Example 2 — A/B Test

Does version B of a landing page convert better?

z = 1.50, right-tailed, α = 0.05, n = 200

p = 0.0668 → Not significant. Fail to reject H₀. Need more data.

Example 3 — Psychology Study

Does a mindfulness intervention reduce anxiety? (T-test)

t = 2.57, df = 25, two-tailed, α = 0.05

p ≈ 0.017 → Significant. Reject H₀. Exact t-distribution used.

P-Values: Interpreting Statistical Significance

What a P-Value Is (and Is Not)

A p-value is the probability of seeing data as extreme as yours if the null hypothesis were true. It is not the probability that the null hypothesis is true. A p-value of 0.03 means: if H₀ were true, there is only a 3% chance of seeing a result this extreme — that's all. It says nothing about whether H₀ is actually correct.

Supplied material.
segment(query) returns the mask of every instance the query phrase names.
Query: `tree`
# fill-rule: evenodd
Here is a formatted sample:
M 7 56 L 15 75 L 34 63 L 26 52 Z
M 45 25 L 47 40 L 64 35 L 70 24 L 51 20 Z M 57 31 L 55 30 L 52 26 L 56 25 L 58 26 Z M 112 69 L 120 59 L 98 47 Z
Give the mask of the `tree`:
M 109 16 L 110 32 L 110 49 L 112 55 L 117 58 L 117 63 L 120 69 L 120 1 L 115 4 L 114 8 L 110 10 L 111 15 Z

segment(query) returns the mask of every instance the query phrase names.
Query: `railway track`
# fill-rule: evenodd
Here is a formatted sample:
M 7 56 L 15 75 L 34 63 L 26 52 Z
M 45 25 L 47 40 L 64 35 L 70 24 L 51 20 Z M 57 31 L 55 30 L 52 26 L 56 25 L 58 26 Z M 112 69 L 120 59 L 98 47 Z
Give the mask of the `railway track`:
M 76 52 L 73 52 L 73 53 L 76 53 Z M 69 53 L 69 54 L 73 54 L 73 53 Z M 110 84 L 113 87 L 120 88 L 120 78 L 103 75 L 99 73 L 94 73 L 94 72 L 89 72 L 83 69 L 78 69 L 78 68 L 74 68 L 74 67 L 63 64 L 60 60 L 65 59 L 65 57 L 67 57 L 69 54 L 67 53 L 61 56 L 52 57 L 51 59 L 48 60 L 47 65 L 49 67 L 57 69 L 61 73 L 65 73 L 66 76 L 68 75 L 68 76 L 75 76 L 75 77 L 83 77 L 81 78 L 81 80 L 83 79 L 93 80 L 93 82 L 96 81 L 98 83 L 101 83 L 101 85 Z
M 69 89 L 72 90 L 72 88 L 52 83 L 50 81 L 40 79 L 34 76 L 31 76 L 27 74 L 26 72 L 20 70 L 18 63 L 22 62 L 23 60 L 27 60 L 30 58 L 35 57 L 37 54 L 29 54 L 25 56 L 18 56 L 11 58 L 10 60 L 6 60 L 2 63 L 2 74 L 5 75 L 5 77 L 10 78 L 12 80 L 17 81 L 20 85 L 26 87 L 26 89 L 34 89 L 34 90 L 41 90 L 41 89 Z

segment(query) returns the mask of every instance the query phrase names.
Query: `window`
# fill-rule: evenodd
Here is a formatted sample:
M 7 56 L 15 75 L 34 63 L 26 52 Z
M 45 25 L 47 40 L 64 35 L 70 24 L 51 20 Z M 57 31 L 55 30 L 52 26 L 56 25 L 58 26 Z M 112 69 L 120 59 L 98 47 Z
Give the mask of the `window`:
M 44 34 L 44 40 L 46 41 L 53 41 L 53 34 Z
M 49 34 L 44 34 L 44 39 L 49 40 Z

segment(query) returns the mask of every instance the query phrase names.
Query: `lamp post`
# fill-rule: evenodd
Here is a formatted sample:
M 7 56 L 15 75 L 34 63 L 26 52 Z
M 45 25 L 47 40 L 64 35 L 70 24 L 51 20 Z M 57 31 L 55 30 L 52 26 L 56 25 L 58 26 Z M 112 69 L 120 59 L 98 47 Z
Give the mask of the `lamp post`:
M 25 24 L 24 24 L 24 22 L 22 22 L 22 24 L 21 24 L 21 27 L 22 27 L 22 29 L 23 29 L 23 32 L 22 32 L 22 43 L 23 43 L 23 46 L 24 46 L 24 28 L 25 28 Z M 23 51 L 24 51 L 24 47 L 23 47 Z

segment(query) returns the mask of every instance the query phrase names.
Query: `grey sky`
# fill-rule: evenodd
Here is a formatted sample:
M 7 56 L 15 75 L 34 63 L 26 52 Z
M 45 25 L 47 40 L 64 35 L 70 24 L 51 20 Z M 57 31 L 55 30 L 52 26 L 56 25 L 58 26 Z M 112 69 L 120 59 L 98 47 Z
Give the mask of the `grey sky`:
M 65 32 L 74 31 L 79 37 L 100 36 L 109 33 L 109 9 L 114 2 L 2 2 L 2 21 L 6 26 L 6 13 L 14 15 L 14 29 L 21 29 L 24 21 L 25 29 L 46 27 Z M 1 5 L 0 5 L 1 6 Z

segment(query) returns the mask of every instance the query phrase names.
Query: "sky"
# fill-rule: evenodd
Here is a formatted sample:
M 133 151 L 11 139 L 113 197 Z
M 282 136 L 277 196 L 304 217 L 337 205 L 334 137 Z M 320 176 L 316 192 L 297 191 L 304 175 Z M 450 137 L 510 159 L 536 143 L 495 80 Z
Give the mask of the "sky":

Problems to solve.
1. In the text on p-values, what p-value is reported for the landing-page A/B test, and is it judged significant?
2. Carry on the text on p-values from its final sentence.

Outputs for the tasks.
1. p = 0.0668, which is not significant.

2.
The Replication Crisis & P-Hacking

Over-reliance on the p < 0.05 threshold has contributed to irreproducible research. "P-hacking" — running multiple analyses until something is significant — is a real problem. Modern best practices include pre-registering hypotheses, reporting effect sizes alongside p-values, using confidence intervals, and adopting Bayesian methods where appropriate.

Effect Size Is As Important As P-Value

With large enough samples, nearly any difference becomes statistically significant. A p-value of 0.0001 for a Cohen's d of 0.05 means you have a real but trivially small effect. Always pair p-values with effect size estimates (Cohen's d, r², η²) and confidence intervals for a complete picture.

Frequently Asked Questions

What is a p-value?

A p-value is the probability of observing a test statistic as extreme as yours (or more extreme), given that the null hypothesis is true. It does NOT tell you the probability that the null hypothesis is correct — that's a common and important misconception.

When should I use a one-tailed vs two-tailed test?

Use a two-tailed test when you're testing for any difference regardless of direction (H₁: μ ≠ μ₀) — this is the most common and conservative choice. Use a one-tailed test only when you have a strong pre-specified directional hypothesis (e.g. H₁: μ > μ₀) before seeing the data. Never choose one-tailed to get a smaller p-value after seeing results.

What is the difference between a Z-test and a T-test?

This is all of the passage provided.